▶ _Yapılacak İşler_:
1 > Gençlik çağı yazısında "Çocuklukla erişkinlik arasında, gençlik" sözleriyle başlayıp "anlamı da büyümedir." sözleriyle biten bölümü harfi harfine kopyalayın.
2 > Gençlik çağının ruhsal özelliklerini anlatan yazıyı kaldığı yerden sürdürün.

13 Şubat 2014 Perşembe

GENÇLİK ÇAĞININ RUHSAL ÖZELLİKLERİ

ERGENLİK DÖNEMİNİN ZORLUKLARIYLA BAŞA ÇIKABİLMEK İÇİN ANNE-BABALAR OLARAK BİLMEMİZ GEREKENLER

Sizlerle paylaşmak istediğim bu yazıyı Prof. Dr. Atalay Yörükoğlu’nun “Çocuk Ruh Sağlığı” adlı kitabından aldım. Ergenlik dönemi oldukça zor geçen bir dönemdir. Zorluklarla başa çıkabilmek için bir takım şeyleri bilmemiz gerekir. Bunun için de en başta bu çağın genel özelliklerini bilmek gerekiyor. Hangimiz bunlara benzer duygular yaşamadık sevgili anne babalar. Bu dönemde çocuğunuzun size ve anlayışınıza onun size söylediğinin aksine çok fazla ihtiyacı var.  Faydalı olması dileğiyle…


GENÇLİK ÇAĞININ RUHSAL ÖZELLİKLERİ

Çocuklukla erişkinlik arasında, gençlik yada delikanlılık adı verilen uzun bir dönem yer alır. 12 yaşından 21 yaşına dek uzanan bu çağ, ruhsal alanda önemli değişikliklerin belirdiği, hızlı bir büyüme ve olgunlaşma çağıdır. Batı dillerinde “Adolescence” diye bilinen bu dönemin söz anlamı da büyümedir.

Ortaokul (ilköğretimin ikinci kademesi) yıllarına denk düşen ilk gençlik yada yeni yetmelik yaşlarında, cinsel uyanışla birlikte yeni ruhsal özellikler ve davranışlar kendini gösterir. Dengeli ve uyumlu ilkokul çocuğu gider, yerine oldukça tedirgin, güç beğenen ve çabuk tepki gösteren bir genç gelir. duyguları hızlı inişler ve çıkışlar gösterir. Çabuk sevinir, çabuk üzülür. Çabuk sinirlenir, olur olmaz şeyi sorun yapar. Tepkileri önceden kestirilemez olur. Derslere ilgisi azalmış, çalışma düzeni bozulmuştur. İstekleri artmıştır. Kendisine tanınan hakları yetersiz bulur. Evdeki kuralların çokluğundan ve sıkılığından yakınır. Anababanın kurallarına birden tepki gösterir, ters yanıtlar verir. Sürekli bir gidiş geliş içindedir. Evde pek durmak istemez, dönüş saatine aldırmaz, yemeğe geç kalır. Dağınık ve savruk olur. Sık sık bir şey devirip kırar (Sayın Yörükoğlu bu dönemde fiziksel gelişime bağlı olarak yaşanan “sakarlık”tan bahsediyor). Oburlaşır, girip çıkıp bir şeyler atıştırır.

▶ _Sağlanan Veriler_:

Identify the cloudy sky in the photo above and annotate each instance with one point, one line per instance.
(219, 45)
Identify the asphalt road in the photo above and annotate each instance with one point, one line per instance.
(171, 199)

▶ _Görev Yanıtları_:
1 >
Çocuklukla erişkinlik arasında, gençlik yada delikanlılık adı verilen uzun bir dönem yer alır. 12 yaşından 21 yaşına dek uzanan bu çağ, ruhsal alanda önemli değişikliklerin belirdiği, hızlı bir büyüme ve olgunlaşma çağıdır. Batı dillerinde “Adolescence” diye bilinen bu dönemin söz anlamı da büyümedir.

2 >
İlgileri artmış, gelgeç hevesleri çoğalmıştır. Gürültülü müziğe bayılır. Süse ve giyime düşkünlük gösterir. Genç kız, ayna karşısında saatler geçirir. Bir sivilceyle gün boyu uğraşır, kaygılanır. Genç erkek, boyasız ayakkabısına bakmaz ama saçını uzatır, günün modasına göre kestirmekte direnir. Zayıflık, şişmanlık, uzun boy, kısa boy, yüz çizgilerinin düzgün olup olmayışı sorun olmaya başlar. Gizliliğe önem verir. Genç odasına kapanır, kapısını kilitli tutmak ister. Duvarlara renkli resimler ve film oyuncularının resimlerini asar. Arkadaşları ile gizli konuşmaları ve fısıldaşmaları olur. Kardeşlerini yanına sokmaz, tersleyip uzaklaştırır. Uzun uzun düşler kurar. Günce tutmaya başlar. Şiir, öykü yazmaya özenir. Kendinden habersiz, mektuplarının ve yazdıklarının okunmasına büyük tepki gösterir.

Toplumsal olaylara ve politikaya ilgi artar. Kulaktan dolma yada ödünç alınmış görüşler savunur, büyüklerle tartışmaya girişir. Bunu yaparken anababasına aykırı gelen düşünceler ileri sürer. Anababasını eleştirmek fırsatını kaçırmaz. Öğütleriyle davranışları arasındaki aykırılığı yüzlerine vurur. Anababaya ters gelen davranışları sürdürmekten özel bir tat alır gibidir. Onların seçtiklerini giymez. Aykırı renkler seçer. “Okuyup da ne olacak?” der. Genç, istemekle yıldız futbolcu olunamayacağını bilir, ama anababasının tepkisini sınamaktan da kendini alamaz. Başka bir deyişle,  karşı çıkmış olmak için karşı çıkar. Bunun en belirgin örneğini şu öyküde bulabiliriz: Gencin biri bir gömlekçiye gider ve kendine bir gömlek seçer. Parasını öder. Tam çıkarken satıcıya sorar: “Annem babam beğenirse geri getirebilir miyim?”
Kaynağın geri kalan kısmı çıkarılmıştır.